Zadanie A
Przetłumacz na język angielski to zdanie z tekstu strony zamieszczonego niżej: „Nafta penetruje zardzewiałe gwinty i zaschnięty smar, a nie jest zbyt agresywna.”

Tekst strony
◇ ◇ ◇ ◇

Poprzedni temat «» Następny temat
7s26 i +5s na minute
Autor Wiadomość
beceen
Prezes Uncle Bens'a
czarny brat


Pomógł: 33 razy
Dołączył: 08 Kwi 2011
Posty: 6275
Skąd: Warszawa
 #16  Wysłany: 2012-10-12, 20:09   

ok, to jak to wyregulowac?
bez majstra sie nie obedzie? :facepalm:
_________________
beceen | ***** ***
 
 
Spam
[Usunięty]

 #17  Wysłany: 2012-10-12, 20:14   

...obejrzyj ten włos... może rzeczywiście jest sklejony... a może włos dotyka do mostka...ale to naciągane jest
 
 
beceen
Prezes Uncle Bens'a
czarny brat


Pomógł: 33 razy
Dołączył: 08 Kwi 2011
Posty: 6275
Skąd: Warszawa
 #18  Wysłany: 2012-10-12, 20:18   

no ogladam ale na co mam patrzec?
poza tym tam sie wszystko rusza :D
_________________
beceen | ***** ***
 
 
Spam
[Usunięty]

 #19  Wysłany: 2012-10-12, 20:26   

...chyba ci pozostanie "fachowiec"... coś cisza... nikt się nie oferuje...
 
 
Jacek.
Klon Właściciela Kilku Fabryk Ryżu
Sfermentowanego.


Pomógł: 99 razy
Dołączył: 09 Lut 2010
Posty: 15379
Skąd: że by...
 #20  Wysłany: 2012-10-12, 20:27   

Spam napisał/a:
...tak myślałem że to jakiś rozpuszczalnik... a nie wpływa to na przerzutnik :?: pytam bo raz moczyłem kotwicę wychwytu w spirytusie 95%... marynował się tak kilka dni i mi palety wypadły facepalm ... po prostu klej się rozpuścił... a w tych moich ruskich to te palce przerzutnika to często są na jakimś kleju osadzone... nie raz miałem przypadek że palec się cofa... balans ładnie chodzi a nie ma impulsu na kotwicy... palec się wysuwa... ja to osobiście lakierem do paznokci zabezpieczam... a taki rozpuszczalnik to jak rozpuszcza to wszystko co oleiste


Bo tradycyjnie palety i palec wkleja sie szelakiem, a takowy rozpuszcza się w alkoholu. I nie tylko w ruskich.
Dlatego też dłuższe moczenie zakamieniałych syfów i wykopków powinno sie robić w nafcie. Nafta penetruje zardzewiałe gwinty i zaschnięty smar, a nie jest zbyt agresywna.

Gb.

◇ ◇ ◇ ◇

Wpisy z oznaczaniem obszarów
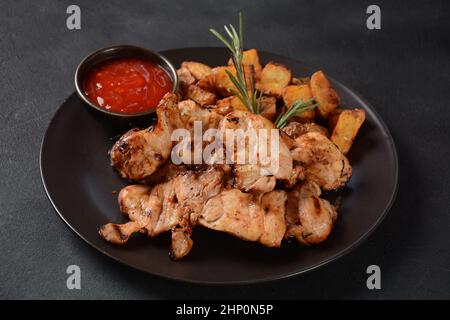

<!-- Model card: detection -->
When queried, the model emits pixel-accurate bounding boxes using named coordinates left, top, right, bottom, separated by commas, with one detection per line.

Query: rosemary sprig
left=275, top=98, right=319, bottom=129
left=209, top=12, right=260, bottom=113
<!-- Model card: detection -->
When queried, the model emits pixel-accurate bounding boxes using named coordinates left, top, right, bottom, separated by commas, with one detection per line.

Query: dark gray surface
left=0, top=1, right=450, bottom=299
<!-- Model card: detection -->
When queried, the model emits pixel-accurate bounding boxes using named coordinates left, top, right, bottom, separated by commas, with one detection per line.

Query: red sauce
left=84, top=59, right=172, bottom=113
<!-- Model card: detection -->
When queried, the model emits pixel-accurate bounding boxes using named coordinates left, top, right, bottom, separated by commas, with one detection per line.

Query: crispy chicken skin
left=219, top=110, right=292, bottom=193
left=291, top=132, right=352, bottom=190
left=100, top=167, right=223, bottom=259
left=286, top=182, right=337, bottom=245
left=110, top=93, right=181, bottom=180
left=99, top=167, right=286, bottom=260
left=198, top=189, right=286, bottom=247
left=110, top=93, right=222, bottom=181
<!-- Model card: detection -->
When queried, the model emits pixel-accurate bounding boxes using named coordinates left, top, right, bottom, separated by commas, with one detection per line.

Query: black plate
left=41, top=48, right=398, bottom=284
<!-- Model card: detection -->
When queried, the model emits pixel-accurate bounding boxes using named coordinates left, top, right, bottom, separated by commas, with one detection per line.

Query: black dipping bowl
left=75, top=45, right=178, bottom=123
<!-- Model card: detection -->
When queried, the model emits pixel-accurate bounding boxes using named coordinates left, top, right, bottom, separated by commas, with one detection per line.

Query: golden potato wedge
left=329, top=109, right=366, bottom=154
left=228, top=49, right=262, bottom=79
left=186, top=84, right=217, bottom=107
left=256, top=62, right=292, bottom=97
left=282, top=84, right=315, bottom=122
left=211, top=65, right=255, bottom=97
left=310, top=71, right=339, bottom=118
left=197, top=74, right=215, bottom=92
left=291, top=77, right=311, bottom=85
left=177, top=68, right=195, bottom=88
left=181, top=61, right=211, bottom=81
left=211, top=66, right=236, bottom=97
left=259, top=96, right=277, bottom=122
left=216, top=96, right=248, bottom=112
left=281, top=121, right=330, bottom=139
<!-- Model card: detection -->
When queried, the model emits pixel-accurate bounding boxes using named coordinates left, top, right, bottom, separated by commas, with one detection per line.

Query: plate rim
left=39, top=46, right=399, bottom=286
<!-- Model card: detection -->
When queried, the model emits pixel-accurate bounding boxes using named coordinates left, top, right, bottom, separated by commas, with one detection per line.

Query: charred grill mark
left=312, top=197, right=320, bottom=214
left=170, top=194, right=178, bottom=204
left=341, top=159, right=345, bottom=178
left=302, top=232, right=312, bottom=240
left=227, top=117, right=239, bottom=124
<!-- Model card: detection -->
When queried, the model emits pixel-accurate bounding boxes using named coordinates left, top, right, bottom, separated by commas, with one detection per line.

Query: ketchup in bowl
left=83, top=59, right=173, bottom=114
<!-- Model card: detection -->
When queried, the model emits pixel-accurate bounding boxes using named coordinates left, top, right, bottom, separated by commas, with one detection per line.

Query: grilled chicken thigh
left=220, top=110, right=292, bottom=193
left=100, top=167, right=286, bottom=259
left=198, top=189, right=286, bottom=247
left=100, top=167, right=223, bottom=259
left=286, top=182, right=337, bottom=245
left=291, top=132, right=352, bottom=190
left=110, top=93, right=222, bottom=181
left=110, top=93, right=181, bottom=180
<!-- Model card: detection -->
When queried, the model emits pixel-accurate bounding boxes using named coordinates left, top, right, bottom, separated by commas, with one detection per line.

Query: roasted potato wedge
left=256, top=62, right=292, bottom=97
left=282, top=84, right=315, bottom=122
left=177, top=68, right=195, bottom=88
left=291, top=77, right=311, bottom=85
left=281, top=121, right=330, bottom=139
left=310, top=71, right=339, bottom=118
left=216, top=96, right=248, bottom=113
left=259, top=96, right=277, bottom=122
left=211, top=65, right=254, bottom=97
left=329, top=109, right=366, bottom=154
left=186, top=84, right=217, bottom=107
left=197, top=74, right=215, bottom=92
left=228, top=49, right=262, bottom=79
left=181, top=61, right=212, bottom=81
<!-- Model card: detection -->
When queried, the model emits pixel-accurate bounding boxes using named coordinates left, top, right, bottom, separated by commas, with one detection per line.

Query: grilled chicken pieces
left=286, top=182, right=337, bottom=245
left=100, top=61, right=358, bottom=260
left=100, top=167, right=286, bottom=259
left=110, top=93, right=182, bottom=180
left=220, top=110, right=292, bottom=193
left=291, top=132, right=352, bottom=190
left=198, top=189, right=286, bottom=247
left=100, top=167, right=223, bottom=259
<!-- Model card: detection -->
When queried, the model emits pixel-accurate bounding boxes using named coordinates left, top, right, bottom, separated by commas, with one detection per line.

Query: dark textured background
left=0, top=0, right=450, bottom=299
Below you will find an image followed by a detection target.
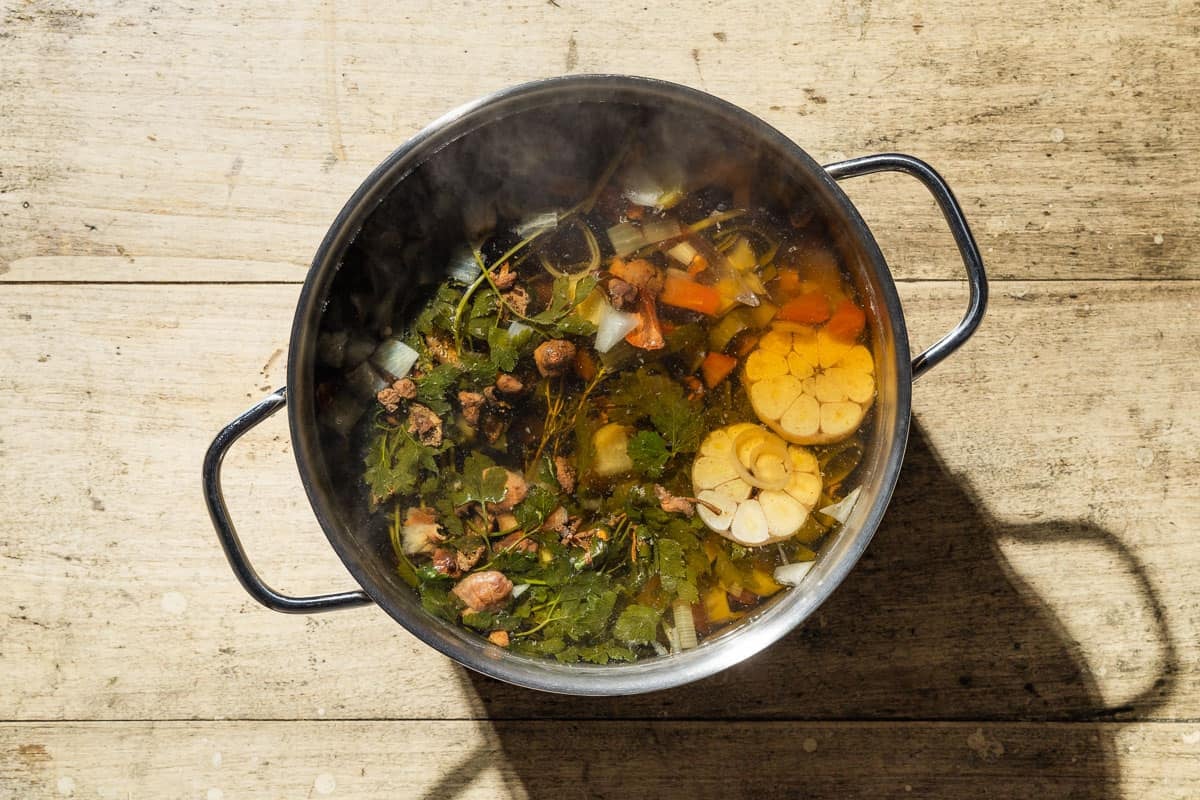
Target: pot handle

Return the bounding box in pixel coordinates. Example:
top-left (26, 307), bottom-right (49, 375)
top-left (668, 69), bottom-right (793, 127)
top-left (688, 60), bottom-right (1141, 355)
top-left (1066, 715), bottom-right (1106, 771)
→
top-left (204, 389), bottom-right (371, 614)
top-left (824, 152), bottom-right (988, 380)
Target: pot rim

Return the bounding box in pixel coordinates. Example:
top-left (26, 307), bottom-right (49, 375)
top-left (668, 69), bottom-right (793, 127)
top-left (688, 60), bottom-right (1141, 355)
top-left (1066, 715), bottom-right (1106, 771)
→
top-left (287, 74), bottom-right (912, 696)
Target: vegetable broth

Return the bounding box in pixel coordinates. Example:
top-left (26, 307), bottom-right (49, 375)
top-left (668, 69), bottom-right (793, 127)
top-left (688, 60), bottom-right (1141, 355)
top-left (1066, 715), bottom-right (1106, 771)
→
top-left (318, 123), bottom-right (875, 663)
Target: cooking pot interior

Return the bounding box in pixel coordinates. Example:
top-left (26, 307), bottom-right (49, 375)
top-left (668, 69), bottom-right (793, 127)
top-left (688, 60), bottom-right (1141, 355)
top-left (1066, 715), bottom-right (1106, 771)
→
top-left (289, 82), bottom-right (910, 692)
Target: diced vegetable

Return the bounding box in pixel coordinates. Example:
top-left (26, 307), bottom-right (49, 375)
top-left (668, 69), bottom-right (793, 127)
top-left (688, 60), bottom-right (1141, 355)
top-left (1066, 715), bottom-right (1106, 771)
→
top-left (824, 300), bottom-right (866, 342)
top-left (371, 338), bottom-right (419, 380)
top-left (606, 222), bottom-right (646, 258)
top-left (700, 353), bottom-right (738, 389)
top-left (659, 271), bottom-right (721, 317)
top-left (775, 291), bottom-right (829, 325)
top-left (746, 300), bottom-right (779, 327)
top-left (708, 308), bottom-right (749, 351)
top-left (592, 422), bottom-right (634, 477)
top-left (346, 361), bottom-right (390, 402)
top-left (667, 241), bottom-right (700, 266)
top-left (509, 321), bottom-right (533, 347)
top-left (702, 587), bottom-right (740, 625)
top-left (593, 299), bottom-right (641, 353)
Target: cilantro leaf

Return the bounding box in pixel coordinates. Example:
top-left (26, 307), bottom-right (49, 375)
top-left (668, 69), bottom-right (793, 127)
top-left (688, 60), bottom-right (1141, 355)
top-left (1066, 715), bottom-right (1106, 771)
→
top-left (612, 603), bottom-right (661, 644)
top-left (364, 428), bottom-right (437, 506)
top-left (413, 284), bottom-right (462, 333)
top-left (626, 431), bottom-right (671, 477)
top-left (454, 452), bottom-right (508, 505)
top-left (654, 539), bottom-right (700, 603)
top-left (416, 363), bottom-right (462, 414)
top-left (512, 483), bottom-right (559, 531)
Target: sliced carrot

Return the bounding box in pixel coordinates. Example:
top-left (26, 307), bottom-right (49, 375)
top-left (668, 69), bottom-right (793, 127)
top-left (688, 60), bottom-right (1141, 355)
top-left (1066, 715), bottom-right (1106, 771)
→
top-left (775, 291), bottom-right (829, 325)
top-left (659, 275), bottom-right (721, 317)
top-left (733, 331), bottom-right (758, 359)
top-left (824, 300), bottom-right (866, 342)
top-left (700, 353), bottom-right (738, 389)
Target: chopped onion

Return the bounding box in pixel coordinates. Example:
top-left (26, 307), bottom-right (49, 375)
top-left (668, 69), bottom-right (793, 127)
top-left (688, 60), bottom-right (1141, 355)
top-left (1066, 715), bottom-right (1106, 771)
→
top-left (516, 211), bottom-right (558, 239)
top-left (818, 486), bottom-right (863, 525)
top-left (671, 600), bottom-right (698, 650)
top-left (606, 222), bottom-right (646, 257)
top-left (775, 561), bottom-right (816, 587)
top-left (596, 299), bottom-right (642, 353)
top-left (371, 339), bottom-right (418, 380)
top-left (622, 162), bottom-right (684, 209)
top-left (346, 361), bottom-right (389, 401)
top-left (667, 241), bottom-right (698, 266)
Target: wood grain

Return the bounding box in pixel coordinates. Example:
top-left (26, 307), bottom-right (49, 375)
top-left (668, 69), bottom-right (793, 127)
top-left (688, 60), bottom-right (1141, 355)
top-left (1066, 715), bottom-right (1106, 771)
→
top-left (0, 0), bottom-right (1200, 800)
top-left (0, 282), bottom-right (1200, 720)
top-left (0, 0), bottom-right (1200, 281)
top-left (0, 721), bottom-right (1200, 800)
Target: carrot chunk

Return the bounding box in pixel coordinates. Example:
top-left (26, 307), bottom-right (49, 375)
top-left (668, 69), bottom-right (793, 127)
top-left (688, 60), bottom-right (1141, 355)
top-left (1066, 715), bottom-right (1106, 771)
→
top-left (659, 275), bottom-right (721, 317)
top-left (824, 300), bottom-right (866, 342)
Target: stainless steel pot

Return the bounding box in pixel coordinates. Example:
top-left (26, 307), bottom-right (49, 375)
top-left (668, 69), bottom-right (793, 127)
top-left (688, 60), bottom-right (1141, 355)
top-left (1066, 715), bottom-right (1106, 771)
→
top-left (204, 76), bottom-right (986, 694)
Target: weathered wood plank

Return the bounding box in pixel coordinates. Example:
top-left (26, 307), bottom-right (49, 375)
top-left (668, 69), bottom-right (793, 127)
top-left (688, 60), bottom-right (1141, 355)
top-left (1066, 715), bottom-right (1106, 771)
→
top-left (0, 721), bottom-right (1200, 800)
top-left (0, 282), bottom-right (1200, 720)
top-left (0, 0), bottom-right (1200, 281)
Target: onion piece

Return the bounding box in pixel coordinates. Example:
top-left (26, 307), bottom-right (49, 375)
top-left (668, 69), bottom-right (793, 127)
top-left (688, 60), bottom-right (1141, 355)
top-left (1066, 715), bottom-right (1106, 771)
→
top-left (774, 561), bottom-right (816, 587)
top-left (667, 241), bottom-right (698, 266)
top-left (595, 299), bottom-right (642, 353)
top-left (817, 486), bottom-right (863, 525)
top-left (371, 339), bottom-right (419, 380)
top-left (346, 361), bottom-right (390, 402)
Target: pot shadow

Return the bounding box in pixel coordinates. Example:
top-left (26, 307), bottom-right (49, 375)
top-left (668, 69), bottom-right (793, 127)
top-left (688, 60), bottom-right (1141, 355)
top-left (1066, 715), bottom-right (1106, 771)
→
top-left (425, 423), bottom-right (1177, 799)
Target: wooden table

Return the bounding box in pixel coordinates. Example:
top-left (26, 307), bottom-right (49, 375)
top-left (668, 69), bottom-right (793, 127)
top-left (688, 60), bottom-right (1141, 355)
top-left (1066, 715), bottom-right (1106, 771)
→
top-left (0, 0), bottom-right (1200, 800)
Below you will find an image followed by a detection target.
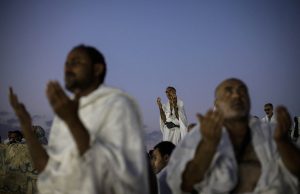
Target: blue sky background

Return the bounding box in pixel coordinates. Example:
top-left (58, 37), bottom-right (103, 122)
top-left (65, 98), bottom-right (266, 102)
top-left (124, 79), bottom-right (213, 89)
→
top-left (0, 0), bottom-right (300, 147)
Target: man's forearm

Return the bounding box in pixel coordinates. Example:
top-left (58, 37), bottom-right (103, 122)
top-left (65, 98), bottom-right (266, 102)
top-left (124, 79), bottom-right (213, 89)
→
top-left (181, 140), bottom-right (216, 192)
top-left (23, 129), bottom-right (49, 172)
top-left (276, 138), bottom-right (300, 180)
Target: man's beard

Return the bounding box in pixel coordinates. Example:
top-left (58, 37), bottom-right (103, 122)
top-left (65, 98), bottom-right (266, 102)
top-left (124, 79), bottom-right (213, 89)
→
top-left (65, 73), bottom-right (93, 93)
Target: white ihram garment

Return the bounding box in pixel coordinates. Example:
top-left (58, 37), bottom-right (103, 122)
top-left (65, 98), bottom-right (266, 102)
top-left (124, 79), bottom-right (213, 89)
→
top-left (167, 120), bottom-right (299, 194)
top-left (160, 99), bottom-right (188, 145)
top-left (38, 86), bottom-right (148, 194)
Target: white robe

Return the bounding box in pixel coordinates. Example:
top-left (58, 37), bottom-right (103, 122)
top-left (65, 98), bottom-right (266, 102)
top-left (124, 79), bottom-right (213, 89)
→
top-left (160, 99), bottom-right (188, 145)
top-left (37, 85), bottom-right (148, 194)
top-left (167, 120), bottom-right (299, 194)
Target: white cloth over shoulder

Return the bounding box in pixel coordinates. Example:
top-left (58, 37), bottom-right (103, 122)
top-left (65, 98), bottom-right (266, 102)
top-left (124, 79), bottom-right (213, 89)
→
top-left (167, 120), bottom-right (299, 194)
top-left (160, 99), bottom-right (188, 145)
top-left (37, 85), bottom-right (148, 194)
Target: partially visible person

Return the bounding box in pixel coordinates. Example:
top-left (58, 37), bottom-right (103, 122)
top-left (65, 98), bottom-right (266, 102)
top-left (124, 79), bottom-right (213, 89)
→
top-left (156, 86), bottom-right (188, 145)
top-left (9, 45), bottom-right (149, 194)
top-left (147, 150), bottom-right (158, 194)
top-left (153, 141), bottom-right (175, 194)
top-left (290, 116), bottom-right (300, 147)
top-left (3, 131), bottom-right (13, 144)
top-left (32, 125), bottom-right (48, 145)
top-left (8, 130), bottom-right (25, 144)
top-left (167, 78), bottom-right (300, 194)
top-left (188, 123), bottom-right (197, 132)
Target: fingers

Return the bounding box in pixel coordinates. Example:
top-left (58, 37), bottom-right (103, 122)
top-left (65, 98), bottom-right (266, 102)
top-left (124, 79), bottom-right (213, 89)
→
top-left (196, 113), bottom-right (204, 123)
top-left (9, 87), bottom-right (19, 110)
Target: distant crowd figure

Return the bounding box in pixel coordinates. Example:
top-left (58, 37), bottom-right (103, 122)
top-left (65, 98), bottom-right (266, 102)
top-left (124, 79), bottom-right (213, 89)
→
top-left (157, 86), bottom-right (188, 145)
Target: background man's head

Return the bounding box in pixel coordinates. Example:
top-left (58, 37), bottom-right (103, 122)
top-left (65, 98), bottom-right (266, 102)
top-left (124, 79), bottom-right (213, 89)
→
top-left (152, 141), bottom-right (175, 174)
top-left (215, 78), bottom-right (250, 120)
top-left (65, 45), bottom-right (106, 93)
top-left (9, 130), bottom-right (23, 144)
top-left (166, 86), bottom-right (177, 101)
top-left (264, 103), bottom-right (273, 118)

◇ ◇ ◇ ◇

Zadanie B
Wyciągnij z powyższych wpisów każdy wiersz, w którym występuje słowo „white”.

Poprawna odpowiedź A
Kerosene penetrates rusted threads and dried grease, and it is not too aggressive.

Poprawna odpowiedź B
Target: white ihram garment
Target: white robe
Target: white cloth over shoulder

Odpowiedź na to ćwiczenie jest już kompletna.